▶ [Document excerpt]
━━━━━━━━
Smart contracts were first proposed by Nick Szabo in 1994 as a way to extend the functionality of electronic transactions to the digital realm. He envisioned smart contracts as computerized protocols that could enforce the terms of a contract using cryptography and logic. Since then, smart contracts have evolved with the development of blockchain technology, especially on platforms like Ethereum.

Smart contracts are composed of code and data that reside at a specific address on the blockchain. They can receive and send transactions, store and manipulate data, and interact with other smart contracts. They can also have a balance of cryptocurrency that they can use to pay for their execution.

Smart contracts are executed by a network of nodes that run the blockchain. Each node follows the same set of rules and verifies that the smart contract code is executed correctly and consistently. Once a smart contract transaction is confirmed, it becomes part of the immutable ledger and cannot be changed or reversed.

Smart contracts have many potential applications in various domains, such as finance, supply chain, insurance, healthcare, and more. For example, a smart contract can be used to automate the payment of dividends to shareholders, to track the delivery of goods and services, to manage insurance claims, or to verify the identity and credentials of patients and providers.

Smart contracts are immutable, meaning that once they are deployed on the blockchain, they cannot be modified or deleted. This makes it difficult to fix bugs, update features, or resolve disputes that may arise from the contract execution.

Smart contracts are deterministic, meaning that they will always produce the same output given the same input and state of the blockchain. This makes it hard to incorporate external data or events that may affect the contract logic, such as market prices, weather conditions, or user inputs.

Smart contracts are transparent, meaning that anyone can view the code and the transactions of the contract on the blockchain. This may raise privacy and security issues for some users who do not want their data or activities to be exposed to the public.
━━━━━━━━
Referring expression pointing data
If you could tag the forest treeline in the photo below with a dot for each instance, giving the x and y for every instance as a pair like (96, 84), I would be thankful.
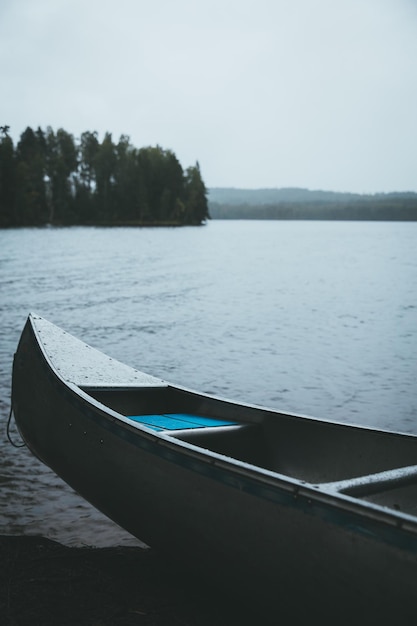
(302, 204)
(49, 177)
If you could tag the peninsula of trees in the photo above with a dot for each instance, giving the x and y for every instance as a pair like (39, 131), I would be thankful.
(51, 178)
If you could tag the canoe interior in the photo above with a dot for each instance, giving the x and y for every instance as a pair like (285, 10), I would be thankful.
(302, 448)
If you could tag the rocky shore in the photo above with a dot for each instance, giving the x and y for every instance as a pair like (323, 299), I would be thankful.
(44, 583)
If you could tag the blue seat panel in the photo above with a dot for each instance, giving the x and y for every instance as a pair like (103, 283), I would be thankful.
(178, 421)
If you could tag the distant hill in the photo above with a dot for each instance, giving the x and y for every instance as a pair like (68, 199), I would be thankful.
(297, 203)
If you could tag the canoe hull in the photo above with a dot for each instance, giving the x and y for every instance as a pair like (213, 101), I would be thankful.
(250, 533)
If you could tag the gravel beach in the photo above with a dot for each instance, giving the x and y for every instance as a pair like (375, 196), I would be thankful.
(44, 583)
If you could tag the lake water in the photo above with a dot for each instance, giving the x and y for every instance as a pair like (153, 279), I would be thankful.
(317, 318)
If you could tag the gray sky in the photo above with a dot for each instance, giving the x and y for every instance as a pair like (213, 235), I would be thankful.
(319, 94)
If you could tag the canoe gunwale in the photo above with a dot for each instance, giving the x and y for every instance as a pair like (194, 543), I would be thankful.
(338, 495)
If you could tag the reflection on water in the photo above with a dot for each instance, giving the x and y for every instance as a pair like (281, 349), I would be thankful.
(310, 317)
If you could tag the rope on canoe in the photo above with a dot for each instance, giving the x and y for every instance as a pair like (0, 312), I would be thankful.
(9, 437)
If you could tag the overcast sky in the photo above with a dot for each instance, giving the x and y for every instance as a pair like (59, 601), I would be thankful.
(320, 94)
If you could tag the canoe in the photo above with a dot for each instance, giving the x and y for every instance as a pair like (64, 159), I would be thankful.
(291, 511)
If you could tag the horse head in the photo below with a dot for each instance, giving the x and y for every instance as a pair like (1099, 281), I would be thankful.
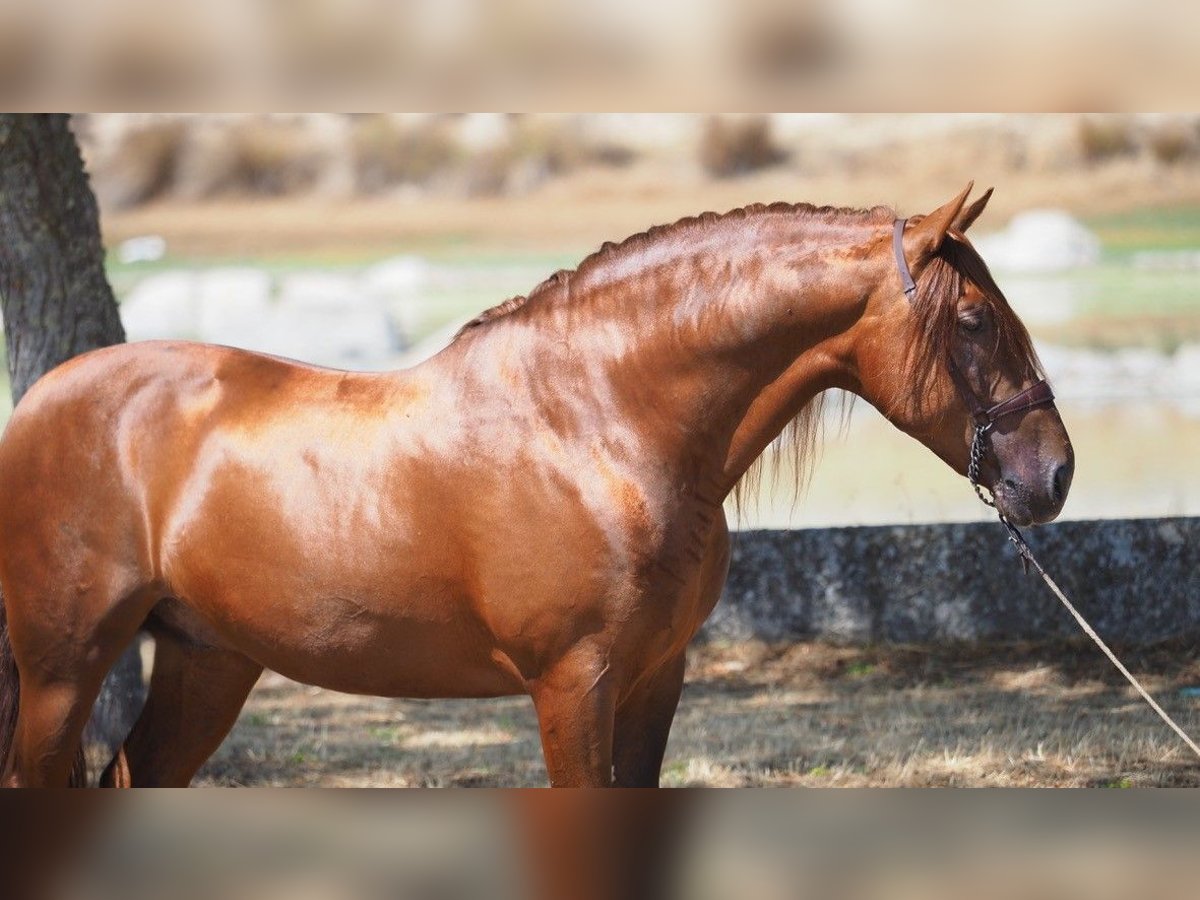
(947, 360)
━━━━━━━━
▶ [Problem to work on]
Translate this sentence from the smart contracts text into Spanish: "Smart contracts are executed by a network of nodes that run the blockchain."

▶ [Output of the task]
Los contratos inteligentes son ejecutados por una red de nodos que operan la cadena de bloques.